Records for processing:
^^^^
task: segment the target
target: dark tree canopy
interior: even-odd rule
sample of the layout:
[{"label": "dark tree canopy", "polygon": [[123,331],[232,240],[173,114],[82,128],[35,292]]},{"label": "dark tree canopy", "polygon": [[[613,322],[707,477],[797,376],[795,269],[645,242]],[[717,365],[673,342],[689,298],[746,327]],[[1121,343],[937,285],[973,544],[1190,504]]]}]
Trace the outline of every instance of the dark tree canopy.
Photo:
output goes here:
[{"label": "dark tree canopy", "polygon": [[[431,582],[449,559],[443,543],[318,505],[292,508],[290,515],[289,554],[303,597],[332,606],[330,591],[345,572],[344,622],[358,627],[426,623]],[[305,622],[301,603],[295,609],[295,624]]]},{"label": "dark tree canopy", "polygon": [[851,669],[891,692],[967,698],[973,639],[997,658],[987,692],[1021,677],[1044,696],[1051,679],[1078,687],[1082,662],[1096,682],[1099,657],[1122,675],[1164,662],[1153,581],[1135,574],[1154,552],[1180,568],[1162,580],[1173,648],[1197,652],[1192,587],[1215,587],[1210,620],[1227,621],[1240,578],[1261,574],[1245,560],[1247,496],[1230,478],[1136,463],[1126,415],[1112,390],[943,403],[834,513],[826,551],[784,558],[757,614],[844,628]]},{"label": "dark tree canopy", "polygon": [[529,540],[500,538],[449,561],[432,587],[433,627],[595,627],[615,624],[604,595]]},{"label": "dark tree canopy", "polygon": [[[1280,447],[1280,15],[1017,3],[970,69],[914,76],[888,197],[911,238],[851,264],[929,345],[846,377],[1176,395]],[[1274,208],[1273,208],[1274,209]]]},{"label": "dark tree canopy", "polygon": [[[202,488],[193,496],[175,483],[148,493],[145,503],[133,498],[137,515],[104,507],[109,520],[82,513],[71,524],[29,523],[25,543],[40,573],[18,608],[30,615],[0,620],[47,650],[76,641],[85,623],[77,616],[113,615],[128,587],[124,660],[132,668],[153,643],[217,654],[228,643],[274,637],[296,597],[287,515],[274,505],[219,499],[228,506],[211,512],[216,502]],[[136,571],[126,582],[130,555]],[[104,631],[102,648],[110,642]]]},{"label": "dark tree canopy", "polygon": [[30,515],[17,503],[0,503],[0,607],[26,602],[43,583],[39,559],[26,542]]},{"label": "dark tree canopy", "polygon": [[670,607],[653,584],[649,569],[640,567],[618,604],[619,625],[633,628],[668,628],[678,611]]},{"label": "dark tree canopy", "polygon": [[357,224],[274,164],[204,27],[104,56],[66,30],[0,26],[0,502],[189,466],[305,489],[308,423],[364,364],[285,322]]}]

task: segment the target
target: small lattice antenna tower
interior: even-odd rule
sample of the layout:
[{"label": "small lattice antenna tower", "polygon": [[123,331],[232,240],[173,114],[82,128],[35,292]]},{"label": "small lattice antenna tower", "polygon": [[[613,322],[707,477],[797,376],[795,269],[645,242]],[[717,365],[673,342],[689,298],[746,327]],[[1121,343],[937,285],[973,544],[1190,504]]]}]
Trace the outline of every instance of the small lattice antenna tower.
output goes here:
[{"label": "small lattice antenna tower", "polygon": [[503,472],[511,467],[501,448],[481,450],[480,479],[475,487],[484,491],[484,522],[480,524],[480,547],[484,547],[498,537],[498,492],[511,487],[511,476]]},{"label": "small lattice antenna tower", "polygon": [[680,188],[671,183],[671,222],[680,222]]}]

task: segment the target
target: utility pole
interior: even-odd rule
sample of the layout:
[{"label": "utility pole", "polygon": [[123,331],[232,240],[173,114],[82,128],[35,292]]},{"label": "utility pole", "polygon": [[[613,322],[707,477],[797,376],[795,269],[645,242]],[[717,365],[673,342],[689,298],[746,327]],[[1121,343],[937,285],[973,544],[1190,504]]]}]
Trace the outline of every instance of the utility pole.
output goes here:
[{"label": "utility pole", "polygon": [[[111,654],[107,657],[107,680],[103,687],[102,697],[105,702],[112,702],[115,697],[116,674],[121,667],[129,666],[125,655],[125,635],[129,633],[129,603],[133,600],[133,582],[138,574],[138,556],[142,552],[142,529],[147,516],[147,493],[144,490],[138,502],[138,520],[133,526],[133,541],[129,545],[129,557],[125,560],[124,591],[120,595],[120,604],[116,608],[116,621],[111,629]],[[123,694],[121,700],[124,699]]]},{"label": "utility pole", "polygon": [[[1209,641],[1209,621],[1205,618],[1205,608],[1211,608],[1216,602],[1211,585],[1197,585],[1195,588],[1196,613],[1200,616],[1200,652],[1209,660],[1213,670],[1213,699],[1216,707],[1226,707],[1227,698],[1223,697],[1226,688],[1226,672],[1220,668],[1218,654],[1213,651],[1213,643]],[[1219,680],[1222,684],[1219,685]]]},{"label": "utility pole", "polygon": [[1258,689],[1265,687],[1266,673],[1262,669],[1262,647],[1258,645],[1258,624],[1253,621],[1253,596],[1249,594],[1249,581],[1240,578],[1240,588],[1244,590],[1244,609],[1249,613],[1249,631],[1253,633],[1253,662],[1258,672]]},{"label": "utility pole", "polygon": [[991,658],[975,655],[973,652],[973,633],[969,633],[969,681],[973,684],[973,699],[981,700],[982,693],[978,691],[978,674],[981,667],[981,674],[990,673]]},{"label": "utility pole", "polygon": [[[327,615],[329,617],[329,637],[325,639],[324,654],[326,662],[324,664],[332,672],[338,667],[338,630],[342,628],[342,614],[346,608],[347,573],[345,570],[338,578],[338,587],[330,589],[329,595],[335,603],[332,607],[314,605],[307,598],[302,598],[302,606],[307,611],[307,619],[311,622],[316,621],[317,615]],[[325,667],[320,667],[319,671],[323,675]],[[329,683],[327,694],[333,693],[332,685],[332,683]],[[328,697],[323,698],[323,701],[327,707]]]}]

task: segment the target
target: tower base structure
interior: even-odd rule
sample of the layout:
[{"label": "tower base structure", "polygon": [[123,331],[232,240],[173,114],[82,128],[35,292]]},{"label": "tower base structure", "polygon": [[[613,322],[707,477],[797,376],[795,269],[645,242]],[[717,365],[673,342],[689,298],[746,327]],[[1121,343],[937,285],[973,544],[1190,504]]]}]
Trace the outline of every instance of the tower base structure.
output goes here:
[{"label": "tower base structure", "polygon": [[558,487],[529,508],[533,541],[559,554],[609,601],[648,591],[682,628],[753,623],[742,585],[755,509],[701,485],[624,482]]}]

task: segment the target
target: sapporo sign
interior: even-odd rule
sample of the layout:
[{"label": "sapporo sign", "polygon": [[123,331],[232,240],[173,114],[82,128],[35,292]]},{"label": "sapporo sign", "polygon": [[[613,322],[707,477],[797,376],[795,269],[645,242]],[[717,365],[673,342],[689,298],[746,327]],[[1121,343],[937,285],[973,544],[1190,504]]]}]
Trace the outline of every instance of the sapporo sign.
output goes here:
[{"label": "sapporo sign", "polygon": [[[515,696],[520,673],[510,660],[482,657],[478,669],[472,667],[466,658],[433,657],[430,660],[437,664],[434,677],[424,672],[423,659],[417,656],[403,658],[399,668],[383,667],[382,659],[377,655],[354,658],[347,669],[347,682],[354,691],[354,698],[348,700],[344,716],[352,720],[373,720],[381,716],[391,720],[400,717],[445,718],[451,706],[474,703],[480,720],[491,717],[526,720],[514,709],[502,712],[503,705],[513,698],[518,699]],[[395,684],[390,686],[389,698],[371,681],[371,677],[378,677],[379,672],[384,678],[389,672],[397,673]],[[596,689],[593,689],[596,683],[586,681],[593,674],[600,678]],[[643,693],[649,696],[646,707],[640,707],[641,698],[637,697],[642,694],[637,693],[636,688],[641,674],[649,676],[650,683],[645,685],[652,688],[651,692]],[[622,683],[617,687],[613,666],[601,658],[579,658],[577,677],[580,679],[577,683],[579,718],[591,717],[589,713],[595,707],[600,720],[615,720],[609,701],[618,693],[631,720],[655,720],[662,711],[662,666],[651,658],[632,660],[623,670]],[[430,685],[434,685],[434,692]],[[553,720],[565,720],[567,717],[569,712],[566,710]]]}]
^^^^
Activity:
Check every line of the records above for the string "Trace". Copy those that hold it.

Task answer:
Trace the outline of every instance of the dark tree canopy.
Trace the outline of every instance of the small lattice antenna tower.
Trace the outline of every instance of the utility pole.
Trace the outline of every instance of the tower base structure.
Trace the outline of every instance of the sapporo sign.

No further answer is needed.